** Start TEXT PROVIDED **

This fact sheet will introduce laws that impact the transition of individuals with disabilities from school to adult life. The laws that will be introduced in this fact sheet include:
- Individuals with Disabilities Education Improvement Act or IDEA 2004,
- Family Education Rights and Privacy Education Act (FERPA),
- Rehabilitation Act of 1973,
- Section 504 of the Rehabilitation Act – An Anti-Discrimination Law,
- Americans with Disabilities Act (ADA),
- Carl D. Perkins Vocational and Applied Technology Education Act,
- Fair Labor Standards Act (FLSA),
- School-To-Work Opportunities Act, and
- Ticket to Work and Work Incentives Improvement Act of 1999.
Individuals with Disabilities Education Improvement Act or IDEA 2004
In 1990, amendments reauthorized Public Law 94-142 – originally enacted in 1975 – under a new public law number, Public Law 101-476. This reauthorization also changed the name of the original act to the Individuals with Disabilities Education Act, now commonly referred to as IDEA. In 2004, IDEA was again amended and became the Individuals with Disabilities Education Improvement Act – Public Law 108-446.
This act ensures that all children with disabilities have available to them a free appropriate, public education that includes special education (individually designed instruction) through the Individualized Education Program (IEP), in the least restrictive environment and related services to meet their unique needs.
The six principles of IDEA ‘97 are key to understanding the intent and spirit of the law. These include:
- Free Appropriate Public Education (FAPE): FAPE means special education and related services are available to eligible children with disabilities age 3 to 22 and are to be provided at no cost to the parents. The provision of FAPE differs for each child, but the principle is the same. FAPE applies to all children with disabilities, including those who have been suspended or expelled from school.
- Appropriate Evaluation: Appropriate evaluation is used to gather accurate information to determine eligibility and continued eligibility, as well as identifies the student’s strengths and educational needs. An Individualized Education Program (IEP) is then designed to respond to the student’s needs.
- Individualized Education Program (IEP): The IEP is a legally binding, written document that outlines the special education program services and related services based on the child’s educational needs.
- Least Restrictive Environment (LRE): LRE is the environment where the student can receive an appropriate education designed to meet his or her special education needs, while still being educated with nondisabled peers to the maximum extent appropriate.

** End TEXT PROVIDED **

* _WRITTEN INSTRUCTION 1_
List every Public Law number given in the fact sheet on transition laws.
* _WRITTEN INSTRUCTION 2_
Pick up the fact sheet on transition laws after its final sentence and keep writing.
You won't need the lines that come after this.

** Start COLLECTED MATERIAL **

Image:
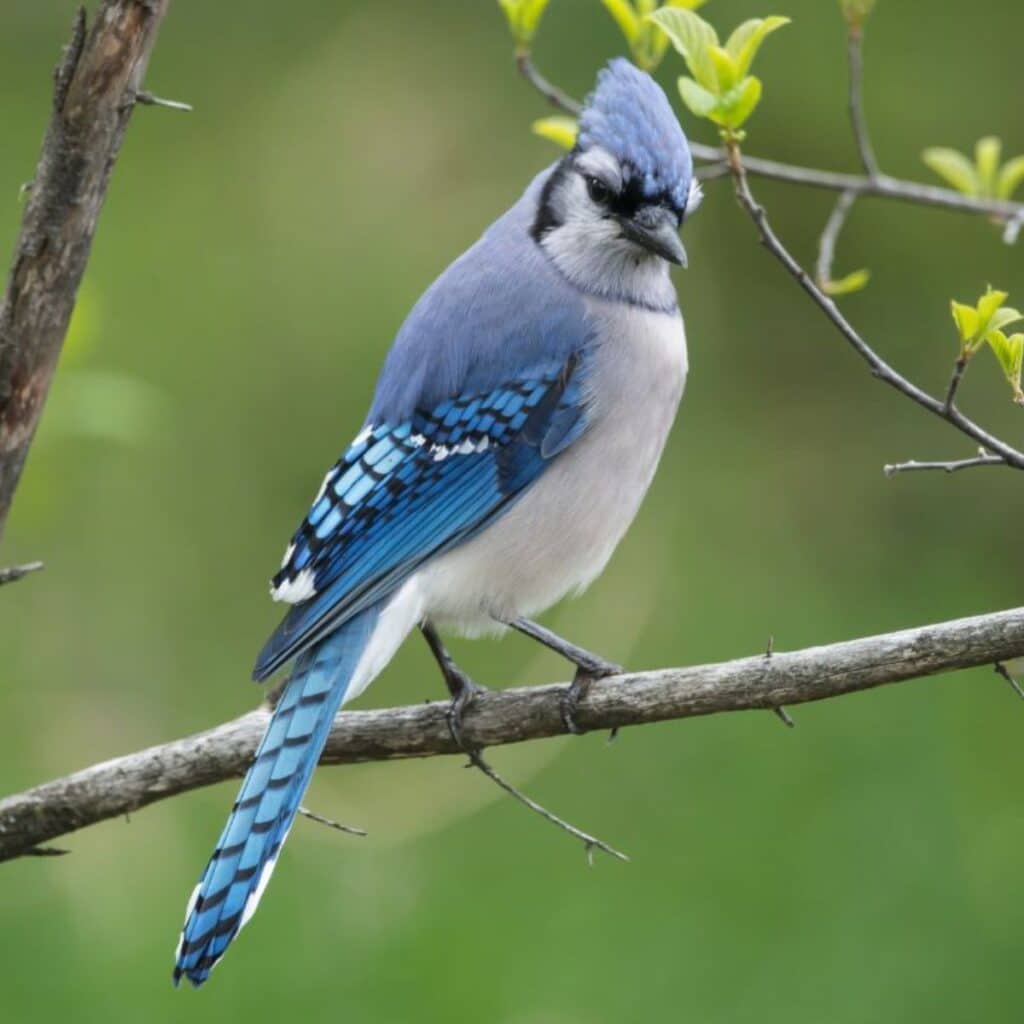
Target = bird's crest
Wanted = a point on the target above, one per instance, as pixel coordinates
(629, 115)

** End COLLECTED MATERIAL **

* _WRITTEN REPLY 1_
- Public Law 94-142
- Public Law 101-476
- Public Law 108-446

* _WRITTEN REPLY 2_
- Parent and Student Participation in Decision–Making: IDEA requires that parents must be given the opportunity to play a central role in the planning and decision-making of their child’s education. Parents must have the opportunity to participate in meetings regarding identification, evaluation, educational placement, and the provision of FAPE to the student. Student rights and participation are expanded and encouraged, particularly when addressing transition planning.
- Procedural Due Process: Procedural due process refers to the safeguards designed to protect the rights of the parents and their child with a disability, as well as give families and schools a mechanism for resolving disputes.
Part B of IDEA outlines the special education process for eligible children from age 3 through graduation or age 22, whichever comes first. This includes special education preschool which serves children with disabilities who are ages 3 to 5. The Utah State Office of Education is the lead agency responsible for overseeing special education. The specific child identified educational needs and services are written in an Individualized Education Program or IEP. Transition planning within the IEP is covered later in this handbook.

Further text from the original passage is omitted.